%%
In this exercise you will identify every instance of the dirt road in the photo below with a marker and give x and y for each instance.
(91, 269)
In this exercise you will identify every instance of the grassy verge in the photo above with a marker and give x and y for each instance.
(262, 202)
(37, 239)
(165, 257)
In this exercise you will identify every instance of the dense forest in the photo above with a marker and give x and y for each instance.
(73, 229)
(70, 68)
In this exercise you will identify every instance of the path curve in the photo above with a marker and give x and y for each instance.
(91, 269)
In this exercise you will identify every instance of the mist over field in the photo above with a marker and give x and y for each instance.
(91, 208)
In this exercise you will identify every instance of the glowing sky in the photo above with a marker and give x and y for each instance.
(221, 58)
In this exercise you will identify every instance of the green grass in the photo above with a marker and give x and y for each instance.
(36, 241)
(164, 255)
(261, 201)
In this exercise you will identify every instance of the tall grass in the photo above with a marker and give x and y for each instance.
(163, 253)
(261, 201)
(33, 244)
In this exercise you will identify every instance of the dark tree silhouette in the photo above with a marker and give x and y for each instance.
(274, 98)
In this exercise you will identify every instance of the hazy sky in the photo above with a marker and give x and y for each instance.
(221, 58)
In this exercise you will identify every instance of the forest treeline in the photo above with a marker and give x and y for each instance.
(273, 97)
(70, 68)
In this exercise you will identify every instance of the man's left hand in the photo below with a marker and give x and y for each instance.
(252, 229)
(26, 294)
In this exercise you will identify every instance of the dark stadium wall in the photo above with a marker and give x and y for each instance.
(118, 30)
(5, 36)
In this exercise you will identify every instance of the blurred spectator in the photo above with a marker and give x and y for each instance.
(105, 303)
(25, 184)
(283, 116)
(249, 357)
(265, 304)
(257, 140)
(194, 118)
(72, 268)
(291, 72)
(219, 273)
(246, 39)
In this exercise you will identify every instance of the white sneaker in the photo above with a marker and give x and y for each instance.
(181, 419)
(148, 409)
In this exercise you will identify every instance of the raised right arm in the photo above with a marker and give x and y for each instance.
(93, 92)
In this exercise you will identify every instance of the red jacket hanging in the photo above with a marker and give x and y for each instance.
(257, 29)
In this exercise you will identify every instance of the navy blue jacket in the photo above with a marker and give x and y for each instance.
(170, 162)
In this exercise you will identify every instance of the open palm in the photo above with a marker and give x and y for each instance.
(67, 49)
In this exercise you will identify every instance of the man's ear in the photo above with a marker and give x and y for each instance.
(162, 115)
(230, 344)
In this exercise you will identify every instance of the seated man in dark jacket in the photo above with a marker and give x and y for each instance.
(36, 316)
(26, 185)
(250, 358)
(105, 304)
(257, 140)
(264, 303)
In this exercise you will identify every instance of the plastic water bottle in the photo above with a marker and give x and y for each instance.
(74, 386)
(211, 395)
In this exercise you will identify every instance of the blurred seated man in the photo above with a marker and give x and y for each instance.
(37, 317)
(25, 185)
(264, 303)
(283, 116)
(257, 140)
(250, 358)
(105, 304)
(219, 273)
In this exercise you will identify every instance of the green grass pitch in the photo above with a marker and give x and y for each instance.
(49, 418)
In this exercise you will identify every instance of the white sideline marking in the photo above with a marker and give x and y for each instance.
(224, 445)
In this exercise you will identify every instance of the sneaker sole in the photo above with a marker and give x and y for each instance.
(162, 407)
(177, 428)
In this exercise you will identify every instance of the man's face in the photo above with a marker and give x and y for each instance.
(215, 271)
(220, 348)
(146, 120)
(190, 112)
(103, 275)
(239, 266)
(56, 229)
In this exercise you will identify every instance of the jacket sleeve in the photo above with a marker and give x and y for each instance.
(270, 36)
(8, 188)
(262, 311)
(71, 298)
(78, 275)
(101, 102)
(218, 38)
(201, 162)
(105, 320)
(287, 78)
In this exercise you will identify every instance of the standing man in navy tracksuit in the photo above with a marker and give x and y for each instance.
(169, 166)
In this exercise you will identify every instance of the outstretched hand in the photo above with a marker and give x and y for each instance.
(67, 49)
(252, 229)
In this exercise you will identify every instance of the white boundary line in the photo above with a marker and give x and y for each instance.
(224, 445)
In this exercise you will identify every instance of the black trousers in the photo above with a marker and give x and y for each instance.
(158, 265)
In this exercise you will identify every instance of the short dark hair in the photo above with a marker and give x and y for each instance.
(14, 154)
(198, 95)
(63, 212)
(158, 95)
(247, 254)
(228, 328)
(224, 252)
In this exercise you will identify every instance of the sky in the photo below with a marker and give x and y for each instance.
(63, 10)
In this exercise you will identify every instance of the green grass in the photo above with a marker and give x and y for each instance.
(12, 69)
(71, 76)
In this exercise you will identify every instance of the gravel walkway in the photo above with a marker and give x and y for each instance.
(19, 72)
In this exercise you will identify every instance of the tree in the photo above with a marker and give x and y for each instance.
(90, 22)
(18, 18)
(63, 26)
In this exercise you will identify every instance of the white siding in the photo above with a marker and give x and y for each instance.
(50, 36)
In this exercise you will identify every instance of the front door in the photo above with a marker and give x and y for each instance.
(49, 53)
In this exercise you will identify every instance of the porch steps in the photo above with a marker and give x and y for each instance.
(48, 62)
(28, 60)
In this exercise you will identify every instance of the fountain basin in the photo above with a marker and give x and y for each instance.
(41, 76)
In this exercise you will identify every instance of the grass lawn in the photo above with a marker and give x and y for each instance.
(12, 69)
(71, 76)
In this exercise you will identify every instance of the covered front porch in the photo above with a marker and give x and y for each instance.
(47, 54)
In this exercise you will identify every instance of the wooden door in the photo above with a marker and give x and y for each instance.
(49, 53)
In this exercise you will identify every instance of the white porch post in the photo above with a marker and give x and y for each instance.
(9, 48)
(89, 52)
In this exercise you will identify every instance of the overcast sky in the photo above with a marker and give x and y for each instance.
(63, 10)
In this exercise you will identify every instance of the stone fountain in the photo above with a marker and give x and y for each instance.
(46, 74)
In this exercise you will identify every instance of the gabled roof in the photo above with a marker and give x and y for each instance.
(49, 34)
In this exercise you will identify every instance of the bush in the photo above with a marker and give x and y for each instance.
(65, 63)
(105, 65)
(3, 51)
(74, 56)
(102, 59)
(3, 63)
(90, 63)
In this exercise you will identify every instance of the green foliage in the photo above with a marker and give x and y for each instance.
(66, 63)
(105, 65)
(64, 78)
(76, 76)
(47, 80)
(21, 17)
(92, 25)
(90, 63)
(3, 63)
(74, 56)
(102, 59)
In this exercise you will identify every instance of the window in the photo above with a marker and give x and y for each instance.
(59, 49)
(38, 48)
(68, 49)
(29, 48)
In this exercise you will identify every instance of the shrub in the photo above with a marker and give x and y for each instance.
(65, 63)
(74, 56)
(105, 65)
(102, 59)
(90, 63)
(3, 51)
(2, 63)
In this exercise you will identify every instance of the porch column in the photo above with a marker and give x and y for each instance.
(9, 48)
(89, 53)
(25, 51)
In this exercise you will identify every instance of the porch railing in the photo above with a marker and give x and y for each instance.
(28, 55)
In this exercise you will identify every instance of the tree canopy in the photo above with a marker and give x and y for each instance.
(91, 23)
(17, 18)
%%
%%
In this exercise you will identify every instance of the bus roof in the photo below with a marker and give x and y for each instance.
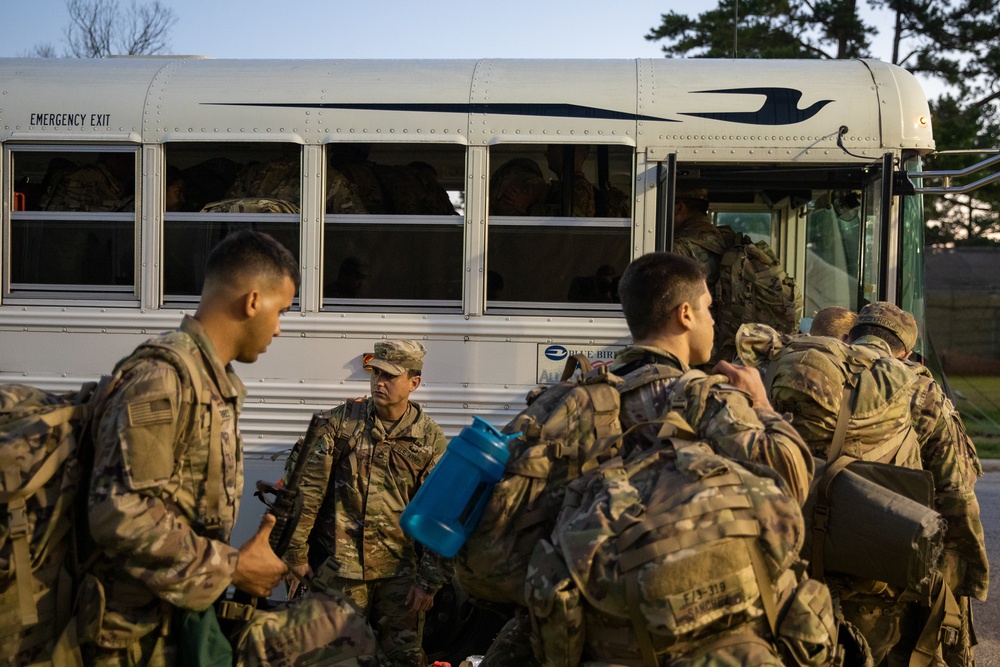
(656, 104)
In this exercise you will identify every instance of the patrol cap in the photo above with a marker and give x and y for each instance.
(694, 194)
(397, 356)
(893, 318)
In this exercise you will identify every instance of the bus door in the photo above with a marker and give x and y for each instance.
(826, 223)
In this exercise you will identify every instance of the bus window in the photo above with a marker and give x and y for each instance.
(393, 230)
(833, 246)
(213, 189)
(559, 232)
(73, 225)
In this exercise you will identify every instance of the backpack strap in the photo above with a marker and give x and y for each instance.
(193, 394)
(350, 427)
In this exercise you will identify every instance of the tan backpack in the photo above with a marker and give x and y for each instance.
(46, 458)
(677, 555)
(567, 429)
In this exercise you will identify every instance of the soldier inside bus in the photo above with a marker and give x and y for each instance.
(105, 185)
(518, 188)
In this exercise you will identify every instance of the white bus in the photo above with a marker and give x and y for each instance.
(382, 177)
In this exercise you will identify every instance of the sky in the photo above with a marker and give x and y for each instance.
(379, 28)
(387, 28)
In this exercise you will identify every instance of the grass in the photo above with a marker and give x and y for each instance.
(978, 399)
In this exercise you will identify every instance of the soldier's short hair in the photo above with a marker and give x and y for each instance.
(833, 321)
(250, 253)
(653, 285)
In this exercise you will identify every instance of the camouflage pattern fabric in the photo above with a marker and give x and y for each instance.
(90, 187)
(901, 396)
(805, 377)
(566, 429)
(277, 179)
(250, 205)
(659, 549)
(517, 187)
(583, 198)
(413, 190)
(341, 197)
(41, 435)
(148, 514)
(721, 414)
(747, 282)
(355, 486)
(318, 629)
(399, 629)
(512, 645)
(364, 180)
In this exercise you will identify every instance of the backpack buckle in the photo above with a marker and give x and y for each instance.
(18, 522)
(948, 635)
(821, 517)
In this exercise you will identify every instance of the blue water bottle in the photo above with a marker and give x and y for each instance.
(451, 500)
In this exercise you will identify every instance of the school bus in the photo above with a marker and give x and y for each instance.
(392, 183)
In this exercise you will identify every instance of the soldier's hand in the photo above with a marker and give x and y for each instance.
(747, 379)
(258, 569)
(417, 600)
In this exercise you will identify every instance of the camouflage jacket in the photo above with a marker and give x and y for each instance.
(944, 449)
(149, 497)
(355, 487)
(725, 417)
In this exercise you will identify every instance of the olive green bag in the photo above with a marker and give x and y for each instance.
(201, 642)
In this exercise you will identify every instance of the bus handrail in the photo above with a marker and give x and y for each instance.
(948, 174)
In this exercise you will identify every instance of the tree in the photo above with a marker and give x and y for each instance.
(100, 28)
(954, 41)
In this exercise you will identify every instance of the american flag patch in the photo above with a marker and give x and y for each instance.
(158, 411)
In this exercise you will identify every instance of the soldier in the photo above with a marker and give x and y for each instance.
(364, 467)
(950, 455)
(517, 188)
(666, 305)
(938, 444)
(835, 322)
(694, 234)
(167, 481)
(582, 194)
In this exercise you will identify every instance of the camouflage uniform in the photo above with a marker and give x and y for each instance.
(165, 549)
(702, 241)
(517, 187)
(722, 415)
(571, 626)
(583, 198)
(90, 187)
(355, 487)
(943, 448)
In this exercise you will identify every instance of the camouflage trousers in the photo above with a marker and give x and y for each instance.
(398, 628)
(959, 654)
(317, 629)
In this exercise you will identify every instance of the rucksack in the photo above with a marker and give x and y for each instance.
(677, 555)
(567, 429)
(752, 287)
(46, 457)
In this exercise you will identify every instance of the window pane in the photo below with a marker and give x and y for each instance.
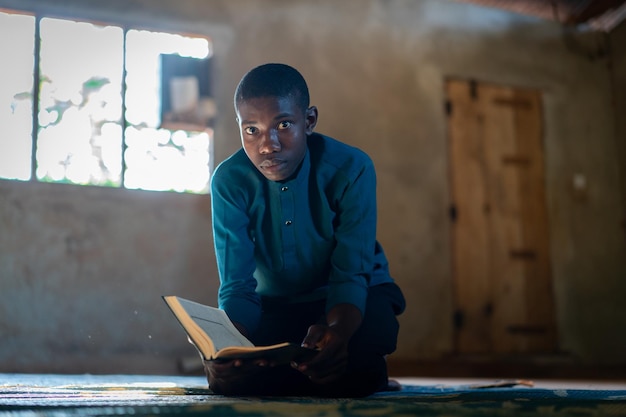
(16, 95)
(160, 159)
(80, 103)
%%
**WHAT IS NEEDED**
Count the lines in the records above that contain the word "white", treating uppercase and lowercase as different. Reply with the number alone.

**FINISHED TASK**
6